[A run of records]
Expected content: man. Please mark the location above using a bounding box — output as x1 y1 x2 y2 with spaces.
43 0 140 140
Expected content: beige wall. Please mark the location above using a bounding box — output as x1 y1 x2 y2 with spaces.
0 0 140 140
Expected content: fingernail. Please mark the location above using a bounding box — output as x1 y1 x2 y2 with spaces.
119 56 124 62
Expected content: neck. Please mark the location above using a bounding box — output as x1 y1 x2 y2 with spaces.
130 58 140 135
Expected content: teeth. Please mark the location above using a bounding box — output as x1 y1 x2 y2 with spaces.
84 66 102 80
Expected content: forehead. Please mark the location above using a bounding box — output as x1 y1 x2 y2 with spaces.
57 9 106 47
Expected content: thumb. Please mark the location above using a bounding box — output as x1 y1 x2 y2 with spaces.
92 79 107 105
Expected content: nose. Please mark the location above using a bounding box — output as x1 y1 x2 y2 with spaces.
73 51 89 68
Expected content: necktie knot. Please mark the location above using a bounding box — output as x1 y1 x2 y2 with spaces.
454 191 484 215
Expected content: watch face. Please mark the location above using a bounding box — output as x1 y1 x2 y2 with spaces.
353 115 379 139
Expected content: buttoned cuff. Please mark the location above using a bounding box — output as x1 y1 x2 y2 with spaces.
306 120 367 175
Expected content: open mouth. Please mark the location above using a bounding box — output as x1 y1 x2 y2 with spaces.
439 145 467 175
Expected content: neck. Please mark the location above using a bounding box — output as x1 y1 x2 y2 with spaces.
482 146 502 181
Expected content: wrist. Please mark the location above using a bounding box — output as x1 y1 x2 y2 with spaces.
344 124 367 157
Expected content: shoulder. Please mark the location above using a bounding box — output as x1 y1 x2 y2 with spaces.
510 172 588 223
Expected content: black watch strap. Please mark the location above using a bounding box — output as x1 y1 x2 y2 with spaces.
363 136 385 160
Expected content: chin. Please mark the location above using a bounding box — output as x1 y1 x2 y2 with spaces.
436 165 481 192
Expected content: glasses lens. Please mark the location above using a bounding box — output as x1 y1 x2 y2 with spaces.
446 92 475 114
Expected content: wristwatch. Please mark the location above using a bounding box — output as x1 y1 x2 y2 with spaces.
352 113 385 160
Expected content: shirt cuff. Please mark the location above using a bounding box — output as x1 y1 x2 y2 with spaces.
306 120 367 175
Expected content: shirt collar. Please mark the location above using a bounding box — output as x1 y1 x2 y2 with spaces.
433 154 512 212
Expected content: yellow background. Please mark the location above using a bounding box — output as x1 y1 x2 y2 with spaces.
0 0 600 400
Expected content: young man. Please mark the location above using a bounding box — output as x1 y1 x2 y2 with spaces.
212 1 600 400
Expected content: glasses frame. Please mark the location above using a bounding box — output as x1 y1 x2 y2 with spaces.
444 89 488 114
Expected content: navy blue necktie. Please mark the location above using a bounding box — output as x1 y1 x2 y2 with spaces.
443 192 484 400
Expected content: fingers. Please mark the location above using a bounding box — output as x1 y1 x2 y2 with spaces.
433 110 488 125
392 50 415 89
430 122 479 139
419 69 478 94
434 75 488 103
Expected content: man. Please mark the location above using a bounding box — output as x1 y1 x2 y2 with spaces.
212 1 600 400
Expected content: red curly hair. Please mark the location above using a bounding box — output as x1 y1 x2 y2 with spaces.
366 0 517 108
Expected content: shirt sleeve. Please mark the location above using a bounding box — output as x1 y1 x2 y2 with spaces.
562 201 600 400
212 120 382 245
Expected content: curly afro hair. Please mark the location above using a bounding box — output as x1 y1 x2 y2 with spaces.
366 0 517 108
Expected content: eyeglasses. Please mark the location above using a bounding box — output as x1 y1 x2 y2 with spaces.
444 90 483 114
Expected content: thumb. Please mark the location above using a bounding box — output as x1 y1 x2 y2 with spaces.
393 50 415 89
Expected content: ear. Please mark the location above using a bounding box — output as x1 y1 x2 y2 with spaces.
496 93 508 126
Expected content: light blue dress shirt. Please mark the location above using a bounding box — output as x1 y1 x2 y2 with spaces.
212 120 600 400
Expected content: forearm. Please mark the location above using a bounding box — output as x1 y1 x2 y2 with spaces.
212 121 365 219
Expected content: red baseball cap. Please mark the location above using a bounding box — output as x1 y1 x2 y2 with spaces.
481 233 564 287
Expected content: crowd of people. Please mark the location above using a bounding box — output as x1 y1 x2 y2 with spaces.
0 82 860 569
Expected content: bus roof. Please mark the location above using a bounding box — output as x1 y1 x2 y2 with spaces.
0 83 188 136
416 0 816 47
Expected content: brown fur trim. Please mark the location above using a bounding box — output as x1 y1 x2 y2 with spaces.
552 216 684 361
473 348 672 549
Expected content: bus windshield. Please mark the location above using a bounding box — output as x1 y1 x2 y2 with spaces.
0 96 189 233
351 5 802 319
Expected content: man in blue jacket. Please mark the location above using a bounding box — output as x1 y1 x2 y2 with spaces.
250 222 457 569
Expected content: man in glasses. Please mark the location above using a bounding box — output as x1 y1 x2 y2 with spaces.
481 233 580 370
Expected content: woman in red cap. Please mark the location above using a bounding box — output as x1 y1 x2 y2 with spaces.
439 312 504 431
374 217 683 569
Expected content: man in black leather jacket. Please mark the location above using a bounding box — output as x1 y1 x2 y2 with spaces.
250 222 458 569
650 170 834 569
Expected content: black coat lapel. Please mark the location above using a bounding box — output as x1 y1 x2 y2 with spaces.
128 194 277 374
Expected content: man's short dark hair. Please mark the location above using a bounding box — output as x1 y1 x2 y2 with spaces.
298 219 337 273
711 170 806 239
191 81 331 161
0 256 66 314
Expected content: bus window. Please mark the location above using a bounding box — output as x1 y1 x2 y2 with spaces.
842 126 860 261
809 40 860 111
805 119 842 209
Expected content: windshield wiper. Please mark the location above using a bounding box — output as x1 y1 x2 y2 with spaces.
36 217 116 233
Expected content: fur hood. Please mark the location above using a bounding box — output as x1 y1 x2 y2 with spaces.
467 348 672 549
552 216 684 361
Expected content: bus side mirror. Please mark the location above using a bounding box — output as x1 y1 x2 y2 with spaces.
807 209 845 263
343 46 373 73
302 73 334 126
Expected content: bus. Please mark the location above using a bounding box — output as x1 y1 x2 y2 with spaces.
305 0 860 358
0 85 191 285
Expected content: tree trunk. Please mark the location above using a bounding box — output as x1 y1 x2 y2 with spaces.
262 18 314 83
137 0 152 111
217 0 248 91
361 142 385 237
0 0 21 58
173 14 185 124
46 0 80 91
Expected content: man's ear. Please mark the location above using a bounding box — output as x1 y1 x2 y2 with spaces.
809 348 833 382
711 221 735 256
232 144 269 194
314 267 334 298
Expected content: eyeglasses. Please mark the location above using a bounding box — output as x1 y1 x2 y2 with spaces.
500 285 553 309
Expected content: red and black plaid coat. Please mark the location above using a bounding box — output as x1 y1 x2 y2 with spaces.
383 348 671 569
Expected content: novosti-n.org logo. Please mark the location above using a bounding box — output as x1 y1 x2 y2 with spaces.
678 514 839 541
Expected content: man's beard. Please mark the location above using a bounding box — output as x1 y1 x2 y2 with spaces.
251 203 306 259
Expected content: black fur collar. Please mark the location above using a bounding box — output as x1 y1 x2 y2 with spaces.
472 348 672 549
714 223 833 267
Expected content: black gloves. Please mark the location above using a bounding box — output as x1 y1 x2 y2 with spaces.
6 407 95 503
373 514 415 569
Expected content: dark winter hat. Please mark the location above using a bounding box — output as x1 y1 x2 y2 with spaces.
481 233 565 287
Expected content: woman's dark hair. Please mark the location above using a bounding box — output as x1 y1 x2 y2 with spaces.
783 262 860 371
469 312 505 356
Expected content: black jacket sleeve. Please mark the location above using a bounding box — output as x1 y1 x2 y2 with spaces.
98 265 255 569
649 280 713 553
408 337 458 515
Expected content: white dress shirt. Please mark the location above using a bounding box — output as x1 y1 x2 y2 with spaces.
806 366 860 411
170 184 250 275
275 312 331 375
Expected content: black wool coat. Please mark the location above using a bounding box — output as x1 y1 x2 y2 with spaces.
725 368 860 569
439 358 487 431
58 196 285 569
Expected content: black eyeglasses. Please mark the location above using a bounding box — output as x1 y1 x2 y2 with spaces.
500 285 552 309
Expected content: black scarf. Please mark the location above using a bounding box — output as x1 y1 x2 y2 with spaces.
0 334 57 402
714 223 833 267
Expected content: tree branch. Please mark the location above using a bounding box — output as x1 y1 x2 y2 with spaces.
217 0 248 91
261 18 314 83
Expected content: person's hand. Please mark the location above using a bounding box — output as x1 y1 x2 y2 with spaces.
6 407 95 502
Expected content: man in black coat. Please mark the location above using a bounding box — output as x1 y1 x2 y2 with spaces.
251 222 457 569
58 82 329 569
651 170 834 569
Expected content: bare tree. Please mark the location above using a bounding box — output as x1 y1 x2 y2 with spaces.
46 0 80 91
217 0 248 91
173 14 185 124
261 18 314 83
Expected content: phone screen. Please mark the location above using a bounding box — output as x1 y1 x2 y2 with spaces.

Task to carry out: Copy out the lines of the records above word for word, starting at the line with "Expected content: man in black leather" and ending at the line with "0 85 191 285", both included.

Answer to this problem:
Expected content: man in black leather jacket. Please mark the location above using a bounding box — output as x1 y1 x2 y2 with spaces.
250 222 458 569
650 170 834 569
Expected content: black coat lapel. Please mark the location above using a bounding box — output as x1 y1 x2 y2 with spaces.
128 194 277 374
Expected content: man's short dark hair. Please mark the location above using a bounding box — output as x1 y1 x2 y2 with spaces.
298 219 337 273
711 170 806 239
191 81 331 161
0 256 66 314
Expected content: bus window. Please mark the location above using a bounding box — output as x1 y1 x2 y2 with spaces.
842 126 860 261
809 40 860 111
805 119 842 209
Expected content: windshield wiper. Please mark the location above using a bounding box — output as x1 y1 x2 y2 with spaces.
36 217 116 233
Expected content: fur hood. Please mark the location above using a bounding box — output as x1 y1 x2 y2 with spaces.
467 348 672 549
552 216 684 361
Expected content: bus side mirror. Please mark the location above using a bounding box — output as x1 y1 x2 y2 with spaces.
807 209 845 263
343 46 373 73
302 73 334 126
Expected content: bus. Please mark the location above using a bounding box — output as x1 y1 x2 y2 with spaces.
305 0 860 358
0 85 191 285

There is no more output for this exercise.